● Task brief
Can you reproduce word for word the stretch from the start of the listing below through the line containing "an instance may be in several separate parts", and nothing else?

[Start Data records]

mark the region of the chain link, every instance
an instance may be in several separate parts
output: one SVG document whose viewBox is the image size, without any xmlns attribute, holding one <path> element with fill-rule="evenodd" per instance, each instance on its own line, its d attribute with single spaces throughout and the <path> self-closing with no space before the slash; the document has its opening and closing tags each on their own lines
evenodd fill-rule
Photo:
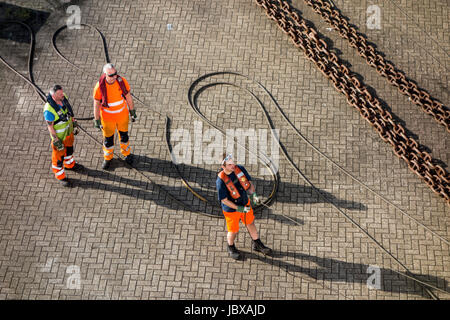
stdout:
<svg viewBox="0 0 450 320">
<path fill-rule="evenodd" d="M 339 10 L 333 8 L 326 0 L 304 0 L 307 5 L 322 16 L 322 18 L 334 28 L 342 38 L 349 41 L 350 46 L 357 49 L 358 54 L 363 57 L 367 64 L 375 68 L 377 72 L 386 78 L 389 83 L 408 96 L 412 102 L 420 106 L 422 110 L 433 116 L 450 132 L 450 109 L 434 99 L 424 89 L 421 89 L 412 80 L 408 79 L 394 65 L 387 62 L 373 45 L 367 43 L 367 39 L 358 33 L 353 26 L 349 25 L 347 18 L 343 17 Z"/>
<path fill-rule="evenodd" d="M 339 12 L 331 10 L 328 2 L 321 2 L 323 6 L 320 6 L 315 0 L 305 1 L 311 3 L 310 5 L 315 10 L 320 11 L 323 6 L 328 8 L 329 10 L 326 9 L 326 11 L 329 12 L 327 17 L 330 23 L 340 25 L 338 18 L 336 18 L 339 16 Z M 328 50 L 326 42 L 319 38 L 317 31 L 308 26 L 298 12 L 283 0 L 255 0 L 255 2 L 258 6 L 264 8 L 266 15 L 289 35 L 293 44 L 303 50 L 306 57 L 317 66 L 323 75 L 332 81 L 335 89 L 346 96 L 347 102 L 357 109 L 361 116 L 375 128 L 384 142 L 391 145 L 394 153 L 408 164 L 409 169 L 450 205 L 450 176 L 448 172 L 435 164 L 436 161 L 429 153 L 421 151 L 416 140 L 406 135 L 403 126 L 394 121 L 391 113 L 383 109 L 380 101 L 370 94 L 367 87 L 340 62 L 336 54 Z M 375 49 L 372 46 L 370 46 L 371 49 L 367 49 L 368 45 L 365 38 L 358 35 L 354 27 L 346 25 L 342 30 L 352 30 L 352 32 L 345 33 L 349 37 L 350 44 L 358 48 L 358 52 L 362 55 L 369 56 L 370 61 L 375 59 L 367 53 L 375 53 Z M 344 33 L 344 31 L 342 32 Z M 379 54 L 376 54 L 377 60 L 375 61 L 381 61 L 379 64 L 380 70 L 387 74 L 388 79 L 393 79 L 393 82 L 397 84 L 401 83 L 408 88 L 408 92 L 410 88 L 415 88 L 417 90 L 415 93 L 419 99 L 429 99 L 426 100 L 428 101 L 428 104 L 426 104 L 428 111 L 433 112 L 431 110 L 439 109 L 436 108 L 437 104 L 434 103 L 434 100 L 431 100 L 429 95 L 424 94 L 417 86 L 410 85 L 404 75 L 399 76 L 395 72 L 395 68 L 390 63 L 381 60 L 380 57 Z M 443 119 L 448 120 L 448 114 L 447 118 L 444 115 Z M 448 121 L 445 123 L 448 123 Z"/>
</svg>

[End Data records]

● Solution for this problem
mark the region of the chain link, every instance
an instance may be in several separate parts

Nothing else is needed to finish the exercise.